* _Goal_: Extract the full set of records that follows, word for word.

(Pointing dataset excerpts)
::::
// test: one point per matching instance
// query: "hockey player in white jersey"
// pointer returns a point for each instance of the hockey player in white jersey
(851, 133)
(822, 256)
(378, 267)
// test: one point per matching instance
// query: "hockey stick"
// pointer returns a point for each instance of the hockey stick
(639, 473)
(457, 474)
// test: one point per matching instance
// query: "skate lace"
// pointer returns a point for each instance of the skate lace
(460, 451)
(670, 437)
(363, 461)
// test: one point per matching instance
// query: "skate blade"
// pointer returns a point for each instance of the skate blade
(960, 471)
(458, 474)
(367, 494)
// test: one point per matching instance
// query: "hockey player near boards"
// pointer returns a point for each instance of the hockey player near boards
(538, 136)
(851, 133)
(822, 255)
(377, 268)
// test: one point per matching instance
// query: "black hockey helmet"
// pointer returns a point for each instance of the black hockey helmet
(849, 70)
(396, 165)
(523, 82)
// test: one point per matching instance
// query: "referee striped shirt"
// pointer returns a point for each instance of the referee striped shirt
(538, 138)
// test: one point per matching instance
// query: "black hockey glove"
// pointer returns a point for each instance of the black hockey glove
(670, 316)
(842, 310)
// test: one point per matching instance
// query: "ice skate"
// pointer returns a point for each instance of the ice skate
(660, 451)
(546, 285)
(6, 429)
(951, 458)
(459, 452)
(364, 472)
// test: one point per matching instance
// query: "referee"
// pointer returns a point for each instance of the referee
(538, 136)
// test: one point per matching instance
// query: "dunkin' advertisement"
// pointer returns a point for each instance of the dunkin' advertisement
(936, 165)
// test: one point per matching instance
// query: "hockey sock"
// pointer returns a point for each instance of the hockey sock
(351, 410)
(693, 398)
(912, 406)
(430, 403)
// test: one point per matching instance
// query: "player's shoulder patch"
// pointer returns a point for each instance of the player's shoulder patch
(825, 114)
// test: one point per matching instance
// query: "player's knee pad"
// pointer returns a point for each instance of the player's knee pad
::::
* _Expected output_:
// test: one point per matching instance
// query: "hockey player in white jersey"
// pointer returns a point for each instance of the hockey player in white jersey
(851, 133)
(822, 256)
(378, 267)
// test: one point per matching instance
// query: "hockey stick"
// pointer returns a point for each instance of the hockey stick
(639, 473)
(457, 474)
// test: one point per matching instance
// query: "skate lace"
// pointer returns a point for each instance of the skate lace
(460, 451)
(670, 437)
(363, 461)
// test: one point per matching instance
// query: "skate blade"
// pointer returns a point for each instance of the skate blade
(960, 471)
(458, 474)
(367, 494)
// test: one point per matching instance
// query: "hockey player near boards"
// pointer returns a point for each instance of the hockey player near boards
(538, 136)
(851, 133)
(822, 255)
(377, 268)
// test: one point per matching instance
// query: "black hockey helmet"
// pointer returns a point for each instance of the black hockey helmet
(849, 70)
(396, 165)
(523, 82)
// test: one point per matching instance
// query: "referee striped shirt"
// pointer returns a point for each instance of the referee striped shirt
(538, 138)
// test: one point per matching instance
// query: "black hockey glove"
// pointer returns a point for each instance of the black hockey glove
(670, 316)
(842, 310)
// test: one point per matching instance
// query: "ice skate"
// pointer returns a point for each instance of the ice skate
(660, 451)
(546, 285)
(6, 429)
(951, 458)
(459, 452)
(364, 472)
// test: one point per matching instance
// query: "referee"
// pointer returns a point for each instance of the referee
(538, 136)
// test: one point per matching instance
// query: "dunkin' advertisement"
// pointer returns a point for each instance of the dunkin' advertisement
(936, 165)
// test: one point per matching instance
// query: "hockey sock"
// pointer returns a point for each instance of the hockey sock
(351, 410)
(693, 398)
(912, 406)
(430, 403)
// test: one point per matching instance
// query: "player's shoulder patch"
// pointer returns a point for each instance of the player's shoulder patch
(825, 114)
// test: one point per matching instance
// query: "player's knee pad"
// pointer returns a point for each instance of the player's knee pad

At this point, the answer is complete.